ACTION ITEM A ->
In the news report on Israel's ground offensive in Gaza, list every kind of Israeli military force or weapon that the voice-over says is moving toward or into Gaza.
ACTION ITEM B ->
Continue the news report on Israel's ground offensive in Gaza from the point where it stops.

::: QUOTED PASSAGE :::

BRIG. GEN. ITZIK COHEN, ISRAEL DEFENSE FORCES: We are deep in the strip at the gates of Gaza City. In the last 5 days we have dismantled a lot of the abilities of Hamas. We have attacked strategic positions, all the explosive abilities, underground facilities and other systems.

DIAMOND (voice- over): Five days after Israel launched its ground offensive in Gaza, Israeli forces are advancing towards Gaza City from 3 different directions. In the north Israeli armor and infantry have been spotted advancing from both ends of the strip. Israeli tanks also appear to be closing in from the south. CNN geolocated this tank at the strategic Netzarim Junction, the main road into Gaza City. Israel is also moving some of its artillery closer to Gaza.

::: ENTRIES SUPPLIED :::

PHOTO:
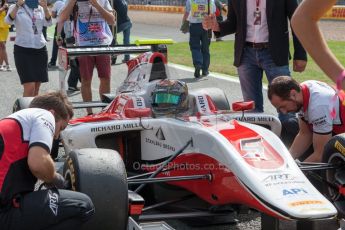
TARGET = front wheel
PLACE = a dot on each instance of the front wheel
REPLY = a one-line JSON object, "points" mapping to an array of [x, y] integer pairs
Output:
{"points": [[334, 154], [101, 174]]}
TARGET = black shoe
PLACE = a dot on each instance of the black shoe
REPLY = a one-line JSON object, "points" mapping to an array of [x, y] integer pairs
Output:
{"points": [[71, 88], [197, 73], [205, 73]]}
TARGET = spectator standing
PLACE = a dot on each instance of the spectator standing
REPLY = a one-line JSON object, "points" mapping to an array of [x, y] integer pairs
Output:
{"points": [[4, 31], [30, 51], [261, 42], [26, 142], [199, 42], [64, 36], [219, 16], [92, 30], [305, 24], [124, 23], [321, 112], [58, 5]]}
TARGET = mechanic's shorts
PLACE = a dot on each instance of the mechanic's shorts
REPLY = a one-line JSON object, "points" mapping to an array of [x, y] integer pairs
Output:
{"points": [[47, 209], [87, 64]]}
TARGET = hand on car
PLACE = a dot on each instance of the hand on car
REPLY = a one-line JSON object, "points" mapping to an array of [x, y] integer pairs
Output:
{"points": [[58, 182], [43, 3], [299, 65]]}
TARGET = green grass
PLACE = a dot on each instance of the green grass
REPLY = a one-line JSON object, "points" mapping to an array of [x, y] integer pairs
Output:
{"points": [[222, 57]]}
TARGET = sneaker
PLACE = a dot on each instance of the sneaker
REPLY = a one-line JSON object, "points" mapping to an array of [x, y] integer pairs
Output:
{"points": [[197, 73], [7, 68], [71, 88], [205, 73]]}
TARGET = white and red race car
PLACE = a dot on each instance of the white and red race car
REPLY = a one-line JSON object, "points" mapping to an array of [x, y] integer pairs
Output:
{"points": [[217, 156]]}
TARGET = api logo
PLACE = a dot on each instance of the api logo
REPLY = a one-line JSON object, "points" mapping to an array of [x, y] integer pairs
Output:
{"points": [[294, 191]]}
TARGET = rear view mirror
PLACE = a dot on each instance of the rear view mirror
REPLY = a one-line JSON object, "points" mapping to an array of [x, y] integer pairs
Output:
{"points": [[243, 105]]}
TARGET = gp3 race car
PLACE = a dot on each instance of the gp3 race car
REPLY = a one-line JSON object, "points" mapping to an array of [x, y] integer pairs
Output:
{"points": [[210, 158]]}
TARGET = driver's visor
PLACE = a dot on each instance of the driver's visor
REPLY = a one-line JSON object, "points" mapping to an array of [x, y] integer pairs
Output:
{"points": [[166, 98]]}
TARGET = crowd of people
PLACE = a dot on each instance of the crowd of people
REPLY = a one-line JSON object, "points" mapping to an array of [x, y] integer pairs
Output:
{"points": [[261, 45]]}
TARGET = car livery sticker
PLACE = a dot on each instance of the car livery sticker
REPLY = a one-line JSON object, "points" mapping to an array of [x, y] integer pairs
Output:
{"points": [[138, 102], [254, 149]]}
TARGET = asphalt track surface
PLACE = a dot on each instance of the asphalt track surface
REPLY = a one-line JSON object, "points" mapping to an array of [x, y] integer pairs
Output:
{"points": [[151, 25]]}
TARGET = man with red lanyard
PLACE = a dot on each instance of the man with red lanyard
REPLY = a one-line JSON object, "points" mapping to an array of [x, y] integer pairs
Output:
{"points": [[92, 29], [261, 42], [320, 110], [25, 143]]}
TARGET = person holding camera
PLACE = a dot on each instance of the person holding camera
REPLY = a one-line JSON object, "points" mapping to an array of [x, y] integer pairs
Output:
{"points": [[30, 52], [25, 145], [92, 29]]}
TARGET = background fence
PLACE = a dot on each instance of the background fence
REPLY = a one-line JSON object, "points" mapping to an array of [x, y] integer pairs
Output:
{"points": [[179, 2]]}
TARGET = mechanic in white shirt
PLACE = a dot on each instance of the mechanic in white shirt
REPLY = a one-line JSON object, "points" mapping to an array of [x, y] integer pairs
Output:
{"points": [[320, 108], [55, 11], [30, 52], [25, 143]]}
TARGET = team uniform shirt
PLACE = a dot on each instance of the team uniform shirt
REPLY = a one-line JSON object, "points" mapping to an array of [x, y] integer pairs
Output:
{"points": [[198, 9], [25, 20], [317, 106], [256, 32], [18, 133], [91, 28]]}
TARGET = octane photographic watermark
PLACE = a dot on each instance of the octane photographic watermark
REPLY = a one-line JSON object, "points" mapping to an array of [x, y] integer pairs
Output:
{"points": [[179, 166]]}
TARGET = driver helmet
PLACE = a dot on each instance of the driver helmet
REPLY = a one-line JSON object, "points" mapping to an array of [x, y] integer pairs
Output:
{"points": [[169, 97]]}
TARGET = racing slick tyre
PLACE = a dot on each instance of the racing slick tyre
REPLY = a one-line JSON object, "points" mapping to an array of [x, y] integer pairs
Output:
{"points": [[217, 95], [334, 153], [21, 103], [101, 174]]}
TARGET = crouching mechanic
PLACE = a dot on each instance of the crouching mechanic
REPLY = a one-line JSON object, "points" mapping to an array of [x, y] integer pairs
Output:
{"points": [[321, 112], [25, 142]]}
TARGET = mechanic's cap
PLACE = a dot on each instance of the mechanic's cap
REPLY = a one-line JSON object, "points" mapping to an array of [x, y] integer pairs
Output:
{"points": [[169, 97]]}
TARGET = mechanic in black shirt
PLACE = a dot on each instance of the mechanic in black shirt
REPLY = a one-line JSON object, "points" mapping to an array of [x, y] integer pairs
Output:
{"points": [[25, 143]]}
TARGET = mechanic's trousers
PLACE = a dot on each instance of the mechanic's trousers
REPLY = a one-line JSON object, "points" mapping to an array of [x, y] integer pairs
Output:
{"points": [[47, 209]]}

:::

RESPONSE AREA A ->
armor, infantry, tanks, artillery

RESPONSE AREA B ->
Until recently this field was filled with Israeli artillery positions. You can see these mounds where howitzer guns or other types of artillery would dig in. And now as Israeli forces move closer into Gaza, those artillery positions are also moving closer to support the troops on the ground. Now all that remains are these boxes of munitions, artillery fuses used by the forces that were here. The question now is how deep Israeli forces will move into Gaza.

MIRI EISIN, INTL. REICHMAN UNIVERSITY INSTITUTE FOR COUNTER-TERRORISM: The only way to get to what Hamas has built over a decade inside the Gaza Strip, the only way is through a ground operation.

DIAMOND: Jeremy Diamond, CNN, Ashkelon, Israel.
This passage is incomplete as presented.